### 課題
(1) 血栓検診の記事について、次の問いに答えなさい。
(a) 中越地震が起きたのはいつか。
(b) 災害時にエコノミークラス症候群の一因になるとされているものは何か。
(c) 昨年12月の検診が行われた場所はどこか。
(2) 血栓検診の記事で「エコノミークラス症候群は同じ姿勢で」から始まる段落を、主な事実を残して箇条書きにまとめなさい。
(3) 血栓検診の記事のうち、「中越地震の被災地見守る 無料で血栓検診13年 新潟大病院医師で・榛沢和彦さん」を含む語句で始まり「も年1回の検診を続けてきた。」で終わる部分を、一字も変えずに書き写しなさい。

### 抜粋

中越地震の被災地見守る 無料で血栓検診13年 新潟大病院医師で・榛沢和彦さん (1/2ページ)

 新潟大病院の医師で血管外科が専門の榛沢和彦さん(53)は、平成16年10月に起きた中越地震の被災地で、エコノミークラス症候群の無料検診を地震発生の直後から13年余り続けている。資金難から中止を検討した時期もあったが、寄付を集めるなどして乗り越えてきた。榛沢さんは「可能な限り長く、被災地の人々を診ていきたい」と語る。

 エコノミークラス症候群は同じ姿勢で長時間立ったり座ったりして脚が鬱血し、静脈に血栓ができる。いったん発症すると再発しやすいとされ、突然死の恐れもある。災害時には、身動きしにくい車中泊や避難所での生活が一因になる。

 昨年12月、小千谷市の学習施設で臨床検査技師らがエコー検査で住民の脚の静脈を調べる傍ら、榛沢さんが「血栓があると言われたことはありますか」と住民に問い掛けていた。検診を受けた無職、渡辺純子さん(66)は「昔から血流が良くないといわれている。定期的な検診はありがたい」と話し、安心した様子を見せた。

 地震発生直後から、定期的に被災者の血栓の有無を調べていた榛沢さん。高頻度で血栓が見つかり、一度できたものが1年以上消えずに残る場合もあったため「しばらくフォローが必要だ」と感じ、18年以降も年1回の検診を続けてきた。

データセットの項目
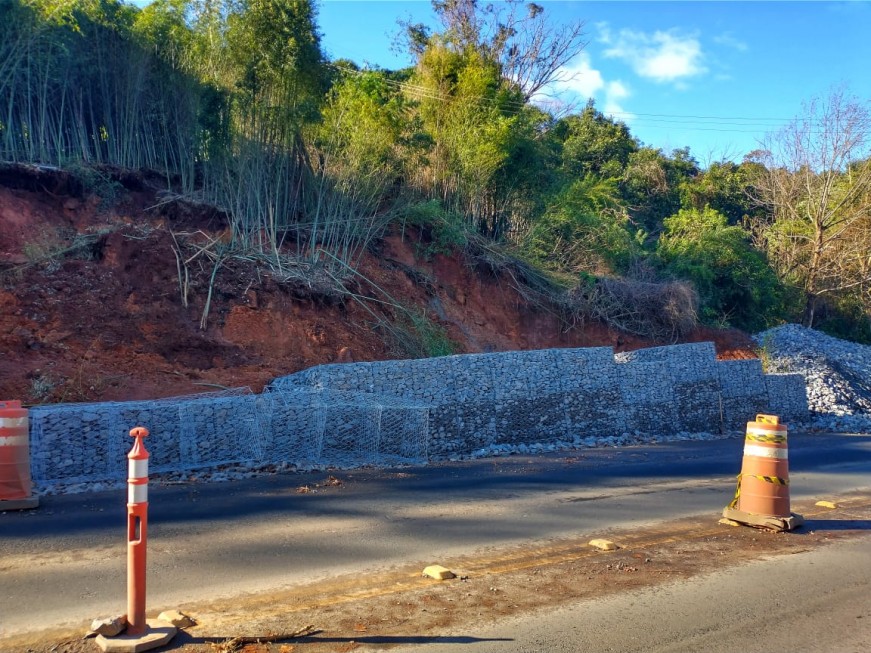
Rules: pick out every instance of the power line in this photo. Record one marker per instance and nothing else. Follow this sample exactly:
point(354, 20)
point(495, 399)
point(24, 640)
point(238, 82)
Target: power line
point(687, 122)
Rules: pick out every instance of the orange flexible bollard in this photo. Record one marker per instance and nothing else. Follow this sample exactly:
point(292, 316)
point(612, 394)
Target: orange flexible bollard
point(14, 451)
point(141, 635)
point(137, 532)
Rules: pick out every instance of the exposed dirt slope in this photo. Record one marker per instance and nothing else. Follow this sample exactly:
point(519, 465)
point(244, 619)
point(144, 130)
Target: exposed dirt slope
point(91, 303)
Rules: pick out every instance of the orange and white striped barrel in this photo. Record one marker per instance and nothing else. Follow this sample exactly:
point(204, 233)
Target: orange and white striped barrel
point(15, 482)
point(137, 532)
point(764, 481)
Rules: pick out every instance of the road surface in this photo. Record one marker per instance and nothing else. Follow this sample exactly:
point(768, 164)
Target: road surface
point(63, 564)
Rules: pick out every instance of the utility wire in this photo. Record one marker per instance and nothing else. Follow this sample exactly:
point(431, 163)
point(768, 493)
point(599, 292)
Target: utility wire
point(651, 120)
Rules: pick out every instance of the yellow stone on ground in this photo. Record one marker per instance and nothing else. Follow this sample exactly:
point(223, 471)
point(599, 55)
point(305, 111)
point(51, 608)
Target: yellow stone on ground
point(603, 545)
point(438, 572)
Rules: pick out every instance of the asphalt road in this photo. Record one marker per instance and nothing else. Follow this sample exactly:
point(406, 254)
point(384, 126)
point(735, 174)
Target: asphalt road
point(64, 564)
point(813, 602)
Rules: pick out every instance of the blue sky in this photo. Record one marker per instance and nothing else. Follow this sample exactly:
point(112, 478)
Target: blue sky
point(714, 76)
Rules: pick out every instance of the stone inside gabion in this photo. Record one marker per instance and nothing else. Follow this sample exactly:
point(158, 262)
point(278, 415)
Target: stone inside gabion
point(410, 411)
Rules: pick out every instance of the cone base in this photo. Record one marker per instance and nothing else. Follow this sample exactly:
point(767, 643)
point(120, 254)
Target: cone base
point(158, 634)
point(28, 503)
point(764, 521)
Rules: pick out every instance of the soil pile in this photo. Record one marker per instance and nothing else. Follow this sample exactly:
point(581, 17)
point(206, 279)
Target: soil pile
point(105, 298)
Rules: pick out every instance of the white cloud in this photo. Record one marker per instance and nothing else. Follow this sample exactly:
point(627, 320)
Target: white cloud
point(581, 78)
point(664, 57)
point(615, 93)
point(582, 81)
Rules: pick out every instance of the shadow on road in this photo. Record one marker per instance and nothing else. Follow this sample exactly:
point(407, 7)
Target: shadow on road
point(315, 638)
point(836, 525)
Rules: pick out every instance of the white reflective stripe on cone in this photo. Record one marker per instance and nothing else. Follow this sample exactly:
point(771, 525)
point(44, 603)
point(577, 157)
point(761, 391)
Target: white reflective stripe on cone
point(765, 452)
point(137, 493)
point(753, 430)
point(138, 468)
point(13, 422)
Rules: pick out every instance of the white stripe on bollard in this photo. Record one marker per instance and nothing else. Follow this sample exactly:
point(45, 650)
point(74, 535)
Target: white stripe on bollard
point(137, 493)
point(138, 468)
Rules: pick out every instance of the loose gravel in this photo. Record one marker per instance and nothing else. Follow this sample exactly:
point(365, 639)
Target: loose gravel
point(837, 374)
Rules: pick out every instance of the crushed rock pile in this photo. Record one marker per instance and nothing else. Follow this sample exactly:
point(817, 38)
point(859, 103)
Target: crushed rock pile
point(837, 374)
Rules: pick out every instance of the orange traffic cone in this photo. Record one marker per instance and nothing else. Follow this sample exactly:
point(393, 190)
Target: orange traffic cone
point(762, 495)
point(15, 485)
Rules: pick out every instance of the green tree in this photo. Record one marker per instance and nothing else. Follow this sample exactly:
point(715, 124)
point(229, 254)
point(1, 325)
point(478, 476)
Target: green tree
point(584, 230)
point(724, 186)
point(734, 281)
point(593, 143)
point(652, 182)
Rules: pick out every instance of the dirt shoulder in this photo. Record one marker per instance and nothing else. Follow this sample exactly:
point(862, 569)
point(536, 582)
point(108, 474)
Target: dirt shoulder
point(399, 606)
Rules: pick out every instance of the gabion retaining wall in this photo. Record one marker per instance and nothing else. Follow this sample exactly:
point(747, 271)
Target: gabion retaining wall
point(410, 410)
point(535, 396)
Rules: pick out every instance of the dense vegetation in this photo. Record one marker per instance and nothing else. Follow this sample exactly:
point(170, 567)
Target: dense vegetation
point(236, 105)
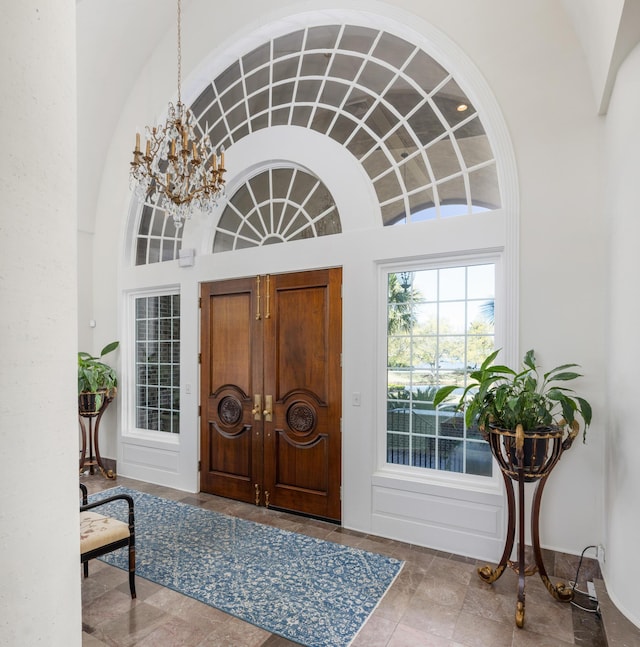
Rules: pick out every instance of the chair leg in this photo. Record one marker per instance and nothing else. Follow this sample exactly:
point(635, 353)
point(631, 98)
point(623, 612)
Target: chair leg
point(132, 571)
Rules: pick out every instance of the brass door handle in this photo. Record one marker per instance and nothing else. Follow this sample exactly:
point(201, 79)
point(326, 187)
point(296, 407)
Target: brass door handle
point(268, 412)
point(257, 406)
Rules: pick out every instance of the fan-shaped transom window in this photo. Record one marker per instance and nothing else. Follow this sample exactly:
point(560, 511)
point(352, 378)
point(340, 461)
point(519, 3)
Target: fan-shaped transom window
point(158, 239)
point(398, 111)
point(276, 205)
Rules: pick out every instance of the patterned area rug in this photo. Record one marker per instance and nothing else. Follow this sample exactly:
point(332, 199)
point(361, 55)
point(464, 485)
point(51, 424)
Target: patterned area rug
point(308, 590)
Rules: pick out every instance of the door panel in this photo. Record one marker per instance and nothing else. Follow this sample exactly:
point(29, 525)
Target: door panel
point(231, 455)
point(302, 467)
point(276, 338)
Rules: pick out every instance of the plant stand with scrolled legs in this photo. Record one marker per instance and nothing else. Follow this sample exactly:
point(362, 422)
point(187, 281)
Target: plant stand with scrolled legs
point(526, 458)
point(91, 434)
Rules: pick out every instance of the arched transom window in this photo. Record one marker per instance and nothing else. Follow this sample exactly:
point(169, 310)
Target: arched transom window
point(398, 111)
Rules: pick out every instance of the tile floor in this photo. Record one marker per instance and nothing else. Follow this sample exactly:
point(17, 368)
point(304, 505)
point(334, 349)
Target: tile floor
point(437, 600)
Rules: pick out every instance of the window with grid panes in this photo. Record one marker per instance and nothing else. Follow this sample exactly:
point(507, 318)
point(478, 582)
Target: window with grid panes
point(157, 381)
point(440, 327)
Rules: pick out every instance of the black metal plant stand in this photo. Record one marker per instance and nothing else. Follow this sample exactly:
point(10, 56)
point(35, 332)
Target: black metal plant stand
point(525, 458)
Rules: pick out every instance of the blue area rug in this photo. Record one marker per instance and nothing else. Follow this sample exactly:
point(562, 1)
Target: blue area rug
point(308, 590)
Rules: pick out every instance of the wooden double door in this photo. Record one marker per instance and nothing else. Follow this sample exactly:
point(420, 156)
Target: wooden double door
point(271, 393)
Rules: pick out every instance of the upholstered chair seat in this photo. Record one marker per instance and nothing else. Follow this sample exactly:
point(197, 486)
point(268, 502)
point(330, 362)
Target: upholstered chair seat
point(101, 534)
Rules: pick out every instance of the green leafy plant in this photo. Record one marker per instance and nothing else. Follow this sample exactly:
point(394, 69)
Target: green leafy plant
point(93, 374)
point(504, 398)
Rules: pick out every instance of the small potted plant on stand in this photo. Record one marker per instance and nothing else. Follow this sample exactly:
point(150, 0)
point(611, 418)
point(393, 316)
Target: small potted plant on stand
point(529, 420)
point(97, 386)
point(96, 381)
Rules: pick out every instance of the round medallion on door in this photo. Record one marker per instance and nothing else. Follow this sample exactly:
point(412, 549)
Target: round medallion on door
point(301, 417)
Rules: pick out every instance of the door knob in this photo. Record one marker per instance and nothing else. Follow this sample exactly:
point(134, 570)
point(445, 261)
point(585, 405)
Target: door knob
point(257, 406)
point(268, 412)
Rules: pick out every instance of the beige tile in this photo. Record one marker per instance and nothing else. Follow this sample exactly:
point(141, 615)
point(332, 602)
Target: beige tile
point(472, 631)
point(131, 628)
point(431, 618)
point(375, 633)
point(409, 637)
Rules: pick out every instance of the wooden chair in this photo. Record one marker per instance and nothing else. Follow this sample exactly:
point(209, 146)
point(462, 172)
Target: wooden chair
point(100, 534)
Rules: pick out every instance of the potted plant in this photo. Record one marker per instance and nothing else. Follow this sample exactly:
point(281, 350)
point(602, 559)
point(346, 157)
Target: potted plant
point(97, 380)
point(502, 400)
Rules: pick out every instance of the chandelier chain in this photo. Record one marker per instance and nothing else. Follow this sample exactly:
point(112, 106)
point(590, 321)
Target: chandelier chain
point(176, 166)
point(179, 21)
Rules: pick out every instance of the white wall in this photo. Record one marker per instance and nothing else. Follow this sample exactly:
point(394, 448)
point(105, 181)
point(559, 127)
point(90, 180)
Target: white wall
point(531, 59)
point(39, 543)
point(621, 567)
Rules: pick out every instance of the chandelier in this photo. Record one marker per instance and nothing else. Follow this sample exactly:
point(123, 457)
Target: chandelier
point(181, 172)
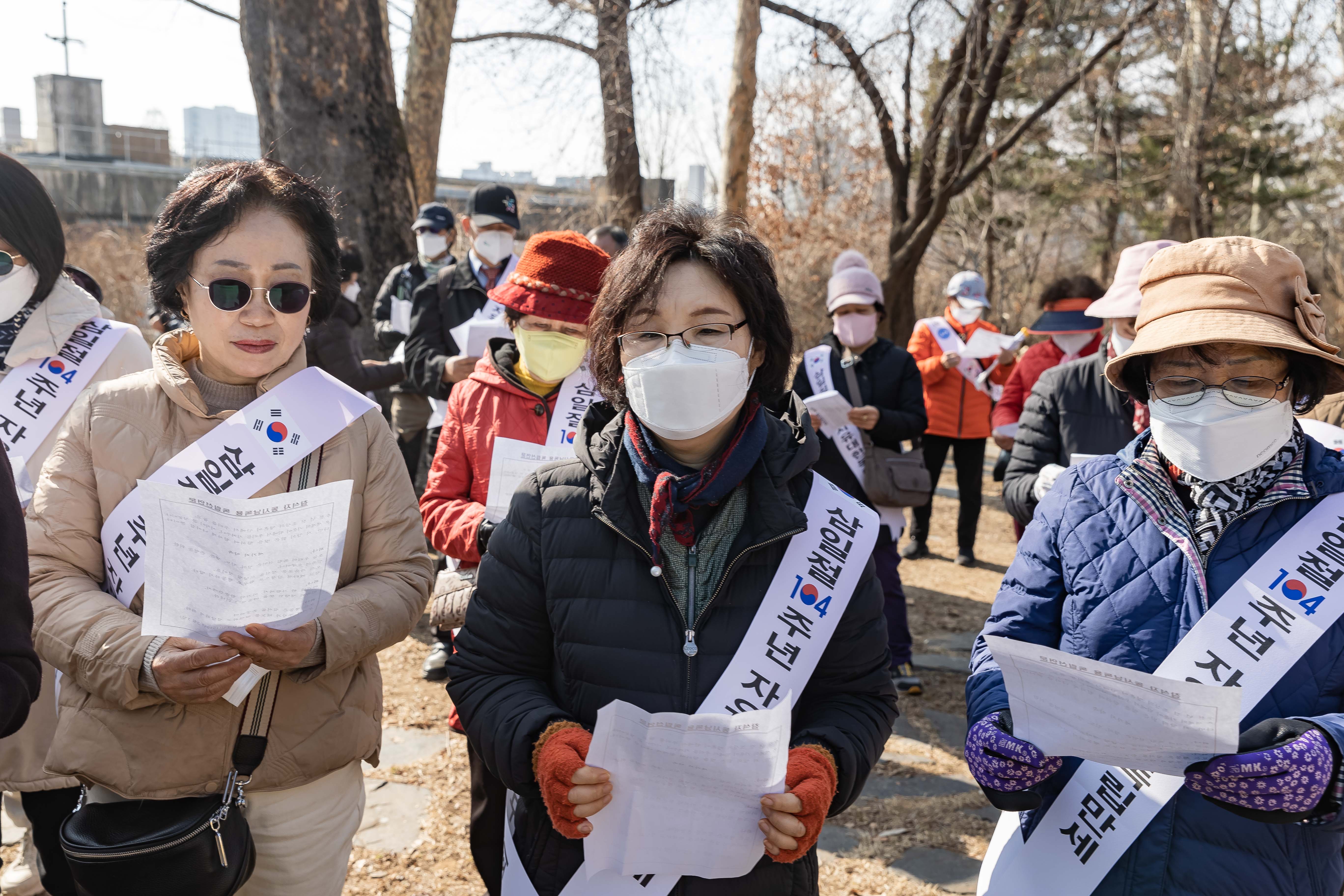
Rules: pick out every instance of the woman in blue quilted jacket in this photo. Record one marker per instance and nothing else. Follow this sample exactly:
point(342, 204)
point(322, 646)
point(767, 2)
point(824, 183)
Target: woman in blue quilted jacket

### 解答
(1)
(a) 平成16年10月
(b) 身動きしにくい車中泊や避難所での生活
(c) 小千谷市の学習施設

(2)
- 同じ姿勢で長時間立ったり座ったりすると脚が鬱血し、静脈に血栓ができる。
- いったん発症すると再発しやすく、突然死の恐れもある。
- 災害時には、身動きしにくい車中泊や避難所での生活が一因になる。

(3)
中越地震の被災地見守る 無料で血栓検診13年 新潟大病院医師で・榛沢和彦さん (1/2ページ)

 新潟大病院の医師で血管外科が専門の榛沢和彦さん(53)は、平成16年10月に起きた中越地震の被災地で、エコノミークラス症候群の無料検診を地震発生の直後から13年余り続けている。資金難から中止を検討した時期もあったが、寄付を集めるなどして乗り越えてきた。榛沢さんは「可能な限り長く、被災地の人々を診ていきたい」と語る。

 エコノミークラス症候群は同じ姿勢で長時間立ったり座ったりして脚が鬱血し、静脈に血栓ができる。いったん発症すると再発しやすいとされ、突然死の恐れもある。災害時には、身動きしにくい車中泊や避難所での生活が一因になる。

 昨年12月、小千谷市の学習施設で臨床検査技師らがエコー検査で住民の脚の静脈を調べる傍ら、榛沢さんが「血栓があると言われたことはありますか」と住民に問い掛けていた。検診を受けた無職、渡辺純子さん(66)は「昔から血流が良くないといわれている。定期的な検診はありがたい」と話し、安心した様子を見せた。

 地震発生直後から、定期的に被災者の血栓の有無を調べていた榛沢さん。高頻度で血栓が見つかり、一度できたものが1年以上消えずに残る場合もあったため「しばらくフォローが必要だ」と感じ、18年以降も年1回の検診を続けてきた。